**TEXTE À LIRE:**
□ □ □ □ □

Sa vie, brève mais mouvementée, est traversée de bout en bout par le conflit spirituel de la mystique et de la raison, qui déchire sa conscience pure et naïve, et le fait persécuter cruellement par certaines autorités établies de la Synagogue.
Né à Padoue, il est nourri de la double culture juive et profane, qui s'épanouit dans cette cité universitaire où les Juifs participent librement à toutes les activités intellectuelles et artistiques. Il souhaite doter la langue hébraïque d'une littérature qui puisse rivaliser en beauté et en rigueur esthétique avec la littérature italienne de son époque. Il n'a pas vingt ans lorsqu'il compose son premier drame, à sujet biblique (Histoire de Samson) ; trois ans plus tard, il publie un chef-d'œuvre dramatique (La Tour de puissance), inspiré par le Pastor Fido de l'Italien Guarini. Il enrichit ainsi la littérature hébraïque d'un genre nouveau, auquel ne s'étaient attachés jusqu'ici que deux ou trois devanciers, italiens eux aussi ; mais ils étaient loin d'atteindre le niveau de Luzzatto, qui accompagne la composition de ses œuvres de toute une série d'ouvrages didactiques, véritable « Art poétique hébraïque », dans lesquels il précise les règles modernes des genres, de la stylistique, de la rhétorique, de la versification, etc., et qui doivent désormais, selon lui, guider les écrivains rédigeant leurs œuvres en hébreu.

□ □ □ □ □

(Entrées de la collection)

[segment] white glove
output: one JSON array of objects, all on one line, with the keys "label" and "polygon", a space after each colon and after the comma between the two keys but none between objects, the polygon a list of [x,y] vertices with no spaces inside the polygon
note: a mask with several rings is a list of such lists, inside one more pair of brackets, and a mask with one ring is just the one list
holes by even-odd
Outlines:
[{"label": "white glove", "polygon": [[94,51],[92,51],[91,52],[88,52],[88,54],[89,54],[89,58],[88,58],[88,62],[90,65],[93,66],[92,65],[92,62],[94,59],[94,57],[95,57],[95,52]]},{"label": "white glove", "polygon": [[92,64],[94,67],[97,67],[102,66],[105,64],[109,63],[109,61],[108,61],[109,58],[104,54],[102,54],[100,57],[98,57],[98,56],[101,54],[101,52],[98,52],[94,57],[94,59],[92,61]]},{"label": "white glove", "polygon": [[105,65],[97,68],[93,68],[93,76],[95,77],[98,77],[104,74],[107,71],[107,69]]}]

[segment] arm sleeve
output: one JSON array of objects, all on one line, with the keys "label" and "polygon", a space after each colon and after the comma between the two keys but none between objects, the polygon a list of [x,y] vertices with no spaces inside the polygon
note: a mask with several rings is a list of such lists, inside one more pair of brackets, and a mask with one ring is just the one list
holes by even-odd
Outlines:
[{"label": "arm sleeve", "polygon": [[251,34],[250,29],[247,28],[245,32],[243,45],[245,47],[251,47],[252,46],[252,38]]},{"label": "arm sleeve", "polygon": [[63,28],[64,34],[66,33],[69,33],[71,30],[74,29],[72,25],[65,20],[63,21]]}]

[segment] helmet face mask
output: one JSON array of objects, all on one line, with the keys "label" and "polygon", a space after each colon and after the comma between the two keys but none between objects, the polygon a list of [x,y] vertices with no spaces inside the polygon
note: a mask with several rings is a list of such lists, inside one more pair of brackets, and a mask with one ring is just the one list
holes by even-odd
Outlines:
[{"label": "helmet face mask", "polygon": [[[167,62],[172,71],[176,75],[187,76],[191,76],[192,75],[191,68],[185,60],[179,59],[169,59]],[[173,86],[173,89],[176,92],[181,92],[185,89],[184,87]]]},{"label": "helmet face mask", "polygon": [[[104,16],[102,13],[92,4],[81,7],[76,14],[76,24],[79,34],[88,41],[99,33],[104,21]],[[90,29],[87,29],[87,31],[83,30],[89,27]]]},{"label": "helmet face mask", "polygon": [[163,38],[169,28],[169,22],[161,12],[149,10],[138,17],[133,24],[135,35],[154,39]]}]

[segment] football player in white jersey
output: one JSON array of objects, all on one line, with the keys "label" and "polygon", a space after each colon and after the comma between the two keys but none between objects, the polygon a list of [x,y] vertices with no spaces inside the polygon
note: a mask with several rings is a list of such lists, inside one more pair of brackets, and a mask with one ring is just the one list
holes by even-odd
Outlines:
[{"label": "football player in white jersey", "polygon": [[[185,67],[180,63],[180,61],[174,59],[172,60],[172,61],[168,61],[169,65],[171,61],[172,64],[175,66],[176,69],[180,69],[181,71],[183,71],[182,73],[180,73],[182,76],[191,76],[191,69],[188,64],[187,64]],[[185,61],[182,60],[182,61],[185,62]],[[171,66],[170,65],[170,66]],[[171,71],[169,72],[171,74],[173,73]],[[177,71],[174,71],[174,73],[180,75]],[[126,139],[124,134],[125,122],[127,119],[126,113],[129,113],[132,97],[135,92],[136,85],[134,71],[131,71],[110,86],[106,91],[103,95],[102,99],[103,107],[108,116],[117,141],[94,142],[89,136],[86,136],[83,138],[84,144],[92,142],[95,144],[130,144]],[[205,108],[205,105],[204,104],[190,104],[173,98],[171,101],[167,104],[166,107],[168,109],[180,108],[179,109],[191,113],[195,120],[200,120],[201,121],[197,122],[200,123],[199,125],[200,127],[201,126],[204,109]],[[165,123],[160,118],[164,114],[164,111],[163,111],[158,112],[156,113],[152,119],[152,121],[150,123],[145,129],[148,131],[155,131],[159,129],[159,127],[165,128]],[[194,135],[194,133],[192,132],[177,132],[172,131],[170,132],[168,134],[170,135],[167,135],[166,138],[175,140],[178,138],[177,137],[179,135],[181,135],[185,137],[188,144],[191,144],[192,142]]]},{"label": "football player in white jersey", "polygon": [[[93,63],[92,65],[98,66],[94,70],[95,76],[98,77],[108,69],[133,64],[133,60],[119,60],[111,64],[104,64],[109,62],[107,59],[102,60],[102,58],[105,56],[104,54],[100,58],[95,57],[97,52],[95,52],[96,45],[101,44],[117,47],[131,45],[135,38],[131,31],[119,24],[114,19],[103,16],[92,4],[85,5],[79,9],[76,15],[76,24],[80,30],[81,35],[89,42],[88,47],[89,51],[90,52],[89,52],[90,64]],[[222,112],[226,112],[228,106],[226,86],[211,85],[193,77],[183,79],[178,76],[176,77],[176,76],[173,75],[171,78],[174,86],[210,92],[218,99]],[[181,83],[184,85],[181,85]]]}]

□ □ □ □ □

**CONSIGNE A:**
Dans quelle ville Luzzatto est-il né, d'après le texte sur sa vie et son œuvre ?
**CONSIGNE B:**
Selon le texte sur Luzzatto, quels domaines ses ouvrages didactiques règlent-ils ? Citez-les tous.
**CONSIGNE C:**
Prolongez le texte sur la vie et l'œuvre de Luzzatto après sa dernière phrase.

**RÉPONSE A:**
À Padoue.

**RÉPONSE B:**
Les genres, la stylistique, la rhétorique et la versification.

**RÉPONSE C:**
Mais, parallèlement à cette activité originale et hardie de novateur littéraire, Luzzatto mène à Padoue une existence mystérieuse, groupant autour de lui un cénacle d'amis de son âge, auxquels il confie le grand secret de sa vie : il est l'objet de visions mystiques, durant lesquelles un magguid (narrateur) lui dicte le texte d'un nouveau Zohar (la Bible des kabbalistes). Il leur fait comprendre assez clairement que, si Sabbataï Zevi (le faux Messie, converti en 1666 à l'islam) fut le Messie souffrant, il sera un jour reconnu, lui Luzzatto, comme le Messie glorieux.
Quand ces « secrets » commencent à être dévoilés, en ce premier quart du xviiie siècle, où la Synagogue mène partout en Europe une lutte sévère contre les partisans clandestins de Sabbataï Zevi, le scandale éclate ; et c'est, pour Luzzatto, le début d'une lutte épuisante avec les rabbins de Venise, qui prétendent avoir autorité sur la communauté voisine de Padoue et menacent l'écrivain de mettre au ban ses œuvres et, bientôt, sa personne. Luzzatto a beau protester de son innocence, invoquer le témoignage de son maître, le rabbin Bassan de Reggio — kabbaliste lui aussi, mais qui jouit d'une autorité incontestée et qui gardera sa confiance à son disciple jusqu'au bout —, la lutte se fait à armes inégales. Luzzatto n'est qu'un jeune homme de vingt ans, alors que la tradition juive veut que l'étude de la kabbale ou du Zohar ne puisse commencer, pour un Juif, qu'à partir de l'âge de quarante ans ! Après les vicissitudes d'une querelle qui s'étend sur près de dix ans, Luzzatto est finalement vaincu. Enfin, en 1736, il est mis au ban par les rabbins vénitiens pour toutes les communautés d'Italie de même que d'Allemagne.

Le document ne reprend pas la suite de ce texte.